* **Given task**
Copy the rows below without any change, from the line with "toilet, that would help a great deal." to the line with "173 77 L 214", including both of those lines.

Recorded data

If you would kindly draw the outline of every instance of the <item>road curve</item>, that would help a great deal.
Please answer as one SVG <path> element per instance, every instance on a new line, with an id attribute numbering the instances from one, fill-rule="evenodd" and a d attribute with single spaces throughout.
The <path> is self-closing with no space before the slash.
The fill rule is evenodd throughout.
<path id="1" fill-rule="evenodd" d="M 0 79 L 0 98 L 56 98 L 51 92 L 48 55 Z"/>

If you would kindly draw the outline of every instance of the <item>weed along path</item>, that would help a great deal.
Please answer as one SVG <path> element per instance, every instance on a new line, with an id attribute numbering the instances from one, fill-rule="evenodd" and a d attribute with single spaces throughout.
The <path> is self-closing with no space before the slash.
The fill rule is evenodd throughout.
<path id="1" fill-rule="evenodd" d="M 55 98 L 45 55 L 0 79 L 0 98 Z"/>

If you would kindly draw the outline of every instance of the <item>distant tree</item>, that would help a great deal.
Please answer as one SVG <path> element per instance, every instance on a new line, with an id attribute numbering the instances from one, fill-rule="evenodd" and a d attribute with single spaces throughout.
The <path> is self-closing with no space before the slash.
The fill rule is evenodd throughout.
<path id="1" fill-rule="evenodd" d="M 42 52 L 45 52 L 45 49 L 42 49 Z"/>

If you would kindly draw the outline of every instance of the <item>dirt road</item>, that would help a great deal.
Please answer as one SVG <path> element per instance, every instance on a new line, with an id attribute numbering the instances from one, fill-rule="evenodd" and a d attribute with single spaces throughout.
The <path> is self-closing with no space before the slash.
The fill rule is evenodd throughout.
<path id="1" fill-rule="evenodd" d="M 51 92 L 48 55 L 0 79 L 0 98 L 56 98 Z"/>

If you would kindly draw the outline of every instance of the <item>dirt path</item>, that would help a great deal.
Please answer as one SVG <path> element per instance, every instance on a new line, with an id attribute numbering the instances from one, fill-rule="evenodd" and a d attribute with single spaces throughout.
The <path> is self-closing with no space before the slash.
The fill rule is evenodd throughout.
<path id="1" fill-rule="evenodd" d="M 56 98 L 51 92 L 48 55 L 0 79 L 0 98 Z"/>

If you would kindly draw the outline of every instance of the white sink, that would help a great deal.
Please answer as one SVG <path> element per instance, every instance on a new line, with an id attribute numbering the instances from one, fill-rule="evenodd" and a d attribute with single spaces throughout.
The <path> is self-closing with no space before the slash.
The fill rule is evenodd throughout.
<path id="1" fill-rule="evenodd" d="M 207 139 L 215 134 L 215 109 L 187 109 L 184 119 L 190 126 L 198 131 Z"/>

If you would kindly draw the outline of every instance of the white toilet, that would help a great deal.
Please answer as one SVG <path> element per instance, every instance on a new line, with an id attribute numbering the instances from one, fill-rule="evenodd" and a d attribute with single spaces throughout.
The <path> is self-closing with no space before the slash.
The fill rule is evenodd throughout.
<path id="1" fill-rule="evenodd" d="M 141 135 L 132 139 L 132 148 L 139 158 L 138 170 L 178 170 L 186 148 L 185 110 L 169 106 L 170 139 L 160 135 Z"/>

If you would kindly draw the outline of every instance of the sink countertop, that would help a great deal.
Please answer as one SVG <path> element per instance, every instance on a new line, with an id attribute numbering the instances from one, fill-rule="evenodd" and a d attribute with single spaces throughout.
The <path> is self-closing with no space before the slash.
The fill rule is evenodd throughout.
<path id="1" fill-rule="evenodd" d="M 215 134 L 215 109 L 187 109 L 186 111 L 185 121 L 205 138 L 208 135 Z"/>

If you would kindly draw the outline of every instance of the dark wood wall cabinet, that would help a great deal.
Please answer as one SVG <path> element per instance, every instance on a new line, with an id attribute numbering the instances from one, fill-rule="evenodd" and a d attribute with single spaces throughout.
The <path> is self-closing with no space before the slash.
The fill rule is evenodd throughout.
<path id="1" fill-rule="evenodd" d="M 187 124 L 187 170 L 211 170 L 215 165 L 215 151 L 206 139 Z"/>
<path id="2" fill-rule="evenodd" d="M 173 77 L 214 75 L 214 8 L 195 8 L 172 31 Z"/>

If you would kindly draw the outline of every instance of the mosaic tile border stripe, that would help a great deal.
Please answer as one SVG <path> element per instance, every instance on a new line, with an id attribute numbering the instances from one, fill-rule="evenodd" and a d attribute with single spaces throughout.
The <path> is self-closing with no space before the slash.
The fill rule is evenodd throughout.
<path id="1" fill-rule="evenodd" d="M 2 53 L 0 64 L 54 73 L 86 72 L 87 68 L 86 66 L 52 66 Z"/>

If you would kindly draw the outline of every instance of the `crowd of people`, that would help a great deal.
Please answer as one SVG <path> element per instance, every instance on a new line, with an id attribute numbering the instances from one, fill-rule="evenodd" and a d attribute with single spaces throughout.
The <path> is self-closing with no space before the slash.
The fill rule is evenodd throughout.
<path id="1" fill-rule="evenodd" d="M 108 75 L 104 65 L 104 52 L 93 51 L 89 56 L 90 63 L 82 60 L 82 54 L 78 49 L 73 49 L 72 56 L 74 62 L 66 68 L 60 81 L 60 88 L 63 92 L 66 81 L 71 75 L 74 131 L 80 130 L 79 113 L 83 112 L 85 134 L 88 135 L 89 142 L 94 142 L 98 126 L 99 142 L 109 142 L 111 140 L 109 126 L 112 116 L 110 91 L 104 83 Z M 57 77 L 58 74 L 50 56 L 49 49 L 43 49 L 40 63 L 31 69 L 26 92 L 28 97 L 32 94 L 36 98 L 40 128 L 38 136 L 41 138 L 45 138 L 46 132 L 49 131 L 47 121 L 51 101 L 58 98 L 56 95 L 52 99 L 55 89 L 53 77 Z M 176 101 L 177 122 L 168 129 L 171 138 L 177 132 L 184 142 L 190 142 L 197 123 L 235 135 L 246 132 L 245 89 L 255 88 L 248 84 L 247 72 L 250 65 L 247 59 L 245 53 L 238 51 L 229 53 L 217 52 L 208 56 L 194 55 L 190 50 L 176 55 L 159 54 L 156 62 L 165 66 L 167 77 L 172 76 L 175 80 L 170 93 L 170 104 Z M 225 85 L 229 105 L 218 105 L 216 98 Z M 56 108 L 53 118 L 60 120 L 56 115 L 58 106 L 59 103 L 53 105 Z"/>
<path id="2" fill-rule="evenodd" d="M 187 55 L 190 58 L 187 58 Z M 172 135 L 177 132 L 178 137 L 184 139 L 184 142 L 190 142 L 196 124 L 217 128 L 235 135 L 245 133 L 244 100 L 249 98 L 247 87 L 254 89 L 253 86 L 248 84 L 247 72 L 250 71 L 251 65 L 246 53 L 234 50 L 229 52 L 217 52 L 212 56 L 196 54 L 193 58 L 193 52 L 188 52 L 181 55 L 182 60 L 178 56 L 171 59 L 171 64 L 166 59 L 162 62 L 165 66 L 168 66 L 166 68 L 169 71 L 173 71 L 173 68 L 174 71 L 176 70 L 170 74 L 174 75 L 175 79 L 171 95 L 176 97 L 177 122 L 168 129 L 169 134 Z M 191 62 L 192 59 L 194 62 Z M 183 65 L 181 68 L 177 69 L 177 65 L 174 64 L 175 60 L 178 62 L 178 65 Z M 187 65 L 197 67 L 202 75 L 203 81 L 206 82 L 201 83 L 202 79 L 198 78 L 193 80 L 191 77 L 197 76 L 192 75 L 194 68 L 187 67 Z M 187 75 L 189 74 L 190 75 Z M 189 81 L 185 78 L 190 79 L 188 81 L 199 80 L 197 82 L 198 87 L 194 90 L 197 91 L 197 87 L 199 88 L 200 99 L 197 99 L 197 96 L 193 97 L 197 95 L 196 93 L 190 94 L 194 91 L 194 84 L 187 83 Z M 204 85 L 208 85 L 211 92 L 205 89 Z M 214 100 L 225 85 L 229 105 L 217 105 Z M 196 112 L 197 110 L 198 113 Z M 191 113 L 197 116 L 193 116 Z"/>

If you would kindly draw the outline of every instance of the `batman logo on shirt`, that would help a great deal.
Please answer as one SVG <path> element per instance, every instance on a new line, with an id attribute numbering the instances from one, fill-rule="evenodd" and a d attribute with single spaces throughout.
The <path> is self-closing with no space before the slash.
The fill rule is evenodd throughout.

* **Worked solution**
If you would kindly draw the outline of every instance of the white toilet, that would help a great deal.
Please answer as one SVG <path> element per instance, every instance on a new line, with an id attribute numbering the instances from one, fill-rule="evenodd" and a d attribute with single spaces throughout.
The <path> is self-closing with no space before the slash.
The fill rule is evenodd throughout.
<path id="1" fill-rule="evenodd" d="M 141 135 L 132 139 L 132 148 L 139 158 L 138 170 L 178 170 L 186 148 L 185 110 L 169 106 L 170 139 L 160 135 Z"/>

If you would kindly draw the outline of every instance of the sink countertop, that would help a great deal.
Please answer as one SVG <path> element per instance, every instance on a new line, with an id attribute numbering the instances from one, fill-rule="evenodd" and a d attribute with single spaces throughout.
The <path> is self-closing with no space before the slash.
The fill rule is evenodd throughout.
<path id="1" fill-rule="evenodd" d="M 215 134 L 215 109 L 187 109 L 186 111 L 185 121 L 205 138 L 208 135 Z"/>

If you would kindly draw the outline of every instance of the dark wood wall cabinet, that would help a great deal.
Please answer as one SVG <path> element per instance, every instance on a new line, with an id attribute numbering the instances from one, fill-rule="evenodd" and a d attribute with single spaces throughout.
The <path> is self-closing with no space before the slash.
The fill rule is evenodd throughout.
<path id="1" fill-rule="evenodd" d="M 187 124 L 187 170 L 211 170 L 215 165 L 215 151 L 206 139 Z"/>
<path id="2" fill-rule="evenodd" d="M 173 77 L 214 75 L 214 8 L 195 8 L 172 31 Z"/>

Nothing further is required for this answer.